:: TASK STATEMENT ::
Starting with the line that contains "In this exercise you will annotate each instance of the brown" and going on through the last of the rows, write those lines out again, requests included, shifting every pixel coordinate in the answers by adding 150 to each of its numbers.

── DATASET CONTENT ──

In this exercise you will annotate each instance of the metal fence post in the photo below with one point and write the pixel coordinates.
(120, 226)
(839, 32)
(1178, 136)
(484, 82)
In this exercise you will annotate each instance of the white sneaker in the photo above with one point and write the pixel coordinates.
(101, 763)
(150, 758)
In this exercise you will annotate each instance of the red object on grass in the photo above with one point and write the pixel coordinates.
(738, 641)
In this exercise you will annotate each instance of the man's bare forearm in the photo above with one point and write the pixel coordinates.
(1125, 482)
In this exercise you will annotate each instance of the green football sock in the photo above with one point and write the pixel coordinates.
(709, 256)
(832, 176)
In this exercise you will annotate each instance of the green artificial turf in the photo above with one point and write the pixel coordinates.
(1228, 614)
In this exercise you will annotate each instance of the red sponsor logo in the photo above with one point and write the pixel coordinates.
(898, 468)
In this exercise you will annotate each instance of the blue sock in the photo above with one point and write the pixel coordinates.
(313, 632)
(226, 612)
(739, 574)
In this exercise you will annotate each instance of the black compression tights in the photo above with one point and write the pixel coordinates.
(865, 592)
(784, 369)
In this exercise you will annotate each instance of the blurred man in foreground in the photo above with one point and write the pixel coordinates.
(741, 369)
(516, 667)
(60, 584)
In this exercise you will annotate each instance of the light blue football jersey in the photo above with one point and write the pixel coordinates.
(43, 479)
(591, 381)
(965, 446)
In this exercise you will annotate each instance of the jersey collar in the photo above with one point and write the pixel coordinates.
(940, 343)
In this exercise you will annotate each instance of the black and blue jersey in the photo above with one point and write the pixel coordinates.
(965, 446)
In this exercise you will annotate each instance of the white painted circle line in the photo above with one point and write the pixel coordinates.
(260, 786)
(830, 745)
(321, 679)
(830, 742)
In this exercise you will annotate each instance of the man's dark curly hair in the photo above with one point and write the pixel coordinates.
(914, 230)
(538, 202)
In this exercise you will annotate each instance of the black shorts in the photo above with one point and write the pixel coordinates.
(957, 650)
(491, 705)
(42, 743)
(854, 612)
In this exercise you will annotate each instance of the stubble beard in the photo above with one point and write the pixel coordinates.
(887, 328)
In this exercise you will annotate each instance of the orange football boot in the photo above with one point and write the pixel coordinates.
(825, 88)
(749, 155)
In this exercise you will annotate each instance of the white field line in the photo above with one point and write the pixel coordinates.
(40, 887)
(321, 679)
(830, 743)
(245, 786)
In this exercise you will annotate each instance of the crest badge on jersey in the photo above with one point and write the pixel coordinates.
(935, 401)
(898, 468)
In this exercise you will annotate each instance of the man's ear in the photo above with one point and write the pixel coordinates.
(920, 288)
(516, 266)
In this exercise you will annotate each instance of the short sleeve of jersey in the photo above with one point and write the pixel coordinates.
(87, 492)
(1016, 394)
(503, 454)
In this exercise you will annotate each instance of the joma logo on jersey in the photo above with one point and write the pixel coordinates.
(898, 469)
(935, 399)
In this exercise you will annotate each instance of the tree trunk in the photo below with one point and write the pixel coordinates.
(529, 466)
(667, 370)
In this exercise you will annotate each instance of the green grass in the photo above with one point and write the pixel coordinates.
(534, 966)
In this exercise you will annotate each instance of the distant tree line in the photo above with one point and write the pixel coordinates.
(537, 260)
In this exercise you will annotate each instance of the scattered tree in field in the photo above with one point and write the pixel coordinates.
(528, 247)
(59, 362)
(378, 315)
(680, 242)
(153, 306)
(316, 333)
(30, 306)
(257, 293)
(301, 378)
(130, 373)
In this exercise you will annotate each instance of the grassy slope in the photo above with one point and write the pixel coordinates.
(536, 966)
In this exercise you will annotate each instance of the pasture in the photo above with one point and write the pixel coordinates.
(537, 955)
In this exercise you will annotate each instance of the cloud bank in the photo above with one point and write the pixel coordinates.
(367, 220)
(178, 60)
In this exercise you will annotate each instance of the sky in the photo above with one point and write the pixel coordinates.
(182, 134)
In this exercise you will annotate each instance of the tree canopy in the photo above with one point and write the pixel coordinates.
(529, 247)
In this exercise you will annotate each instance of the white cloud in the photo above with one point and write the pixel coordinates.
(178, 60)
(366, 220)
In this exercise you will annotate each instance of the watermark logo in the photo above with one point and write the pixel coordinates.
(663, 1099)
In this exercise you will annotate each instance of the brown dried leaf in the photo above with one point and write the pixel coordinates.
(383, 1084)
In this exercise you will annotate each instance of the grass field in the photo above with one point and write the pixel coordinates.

───

:: RESPONSE TO THE EXERCISE ::
In this exercise you will annotate each instance of the brown dried leaf in the photo above with one point and write the pixel coordinates.
(533, 1234)
In this exercise you will annotate each instance of the grass field in the photo above with one point and write the pixel coordinates.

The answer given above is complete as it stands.